PROBLEM TO SOLVE: Rewrite every line of the material from the line containing "of the boeing" through the end of the material, inclusive. Multiply only the coordinates in the answers by 0.45 and round them to whole numbers, with halves rounded up.

(Data entries)
-=-=-=-=-

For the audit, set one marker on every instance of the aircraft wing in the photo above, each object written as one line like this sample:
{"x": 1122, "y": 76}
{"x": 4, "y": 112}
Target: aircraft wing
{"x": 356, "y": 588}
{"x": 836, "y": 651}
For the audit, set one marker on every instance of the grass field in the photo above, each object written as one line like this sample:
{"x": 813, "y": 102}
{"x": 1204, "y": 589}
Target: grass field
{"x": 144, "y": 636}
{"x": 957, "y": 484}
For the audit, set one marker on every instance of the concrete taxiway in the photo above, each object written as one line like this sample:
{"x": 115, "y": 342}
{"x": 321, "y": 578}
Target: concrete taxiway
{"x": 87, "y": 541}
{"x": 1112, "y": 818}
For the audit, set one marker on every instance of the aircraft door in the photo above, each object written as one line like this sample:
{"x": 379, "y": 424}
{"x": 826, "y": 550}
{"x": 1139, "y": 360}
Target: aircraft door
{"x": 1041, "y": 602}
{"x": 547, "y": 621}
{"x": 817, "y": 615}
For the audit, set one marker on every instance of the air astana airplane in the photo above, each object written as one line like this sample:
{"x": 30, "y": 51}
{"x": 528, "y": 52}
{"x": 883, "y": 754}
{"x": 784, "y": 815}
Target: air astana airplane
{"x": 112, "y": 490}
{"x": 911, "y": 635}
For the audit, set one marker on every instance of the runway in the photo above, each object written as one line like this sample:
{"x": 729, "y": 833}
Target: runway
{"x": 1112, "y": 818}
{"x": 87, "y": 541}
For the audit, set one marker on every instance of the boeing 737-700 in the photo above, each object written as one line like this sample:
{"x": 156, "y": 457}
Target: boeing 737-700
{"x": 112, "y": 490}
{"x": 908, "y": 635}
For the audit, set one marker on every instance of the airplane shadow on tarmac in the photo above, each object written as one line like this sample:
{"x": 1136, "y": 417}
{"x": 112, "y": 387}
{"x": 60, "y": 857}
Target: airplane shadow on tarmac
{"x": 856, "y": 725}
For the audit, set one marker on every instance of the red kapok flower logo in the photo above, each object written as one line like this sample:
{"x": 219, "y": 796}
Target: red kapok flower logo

-=-=-=-=-

EXERCISE RESULT:
For the audit, set one marker on every instance of the boeing 737-700 in the photo above, each object written as one line like this sample:
{"x": 156, "y": 457}
Target: boeing 737-700
{"x": 50, "y": 221}
{"x": 409, "y": 286}
For the audit, set one marker on every instance of the airplane shadow on tarmac in the photo above, each object written as one line like this sample:
{"x": 1136, "y": 417}
{"x": 112, "y": 387}
{"x": 60, "y": 857}
Target: airplane shadow on tarmac
{"x": 385, "y": 326}
For the audit, set one marker on every instance of the red kapok flower logo in the photo above, each object written as one line like this sample:
{"x": 219, "y": 796}
Target: red kapok flower logo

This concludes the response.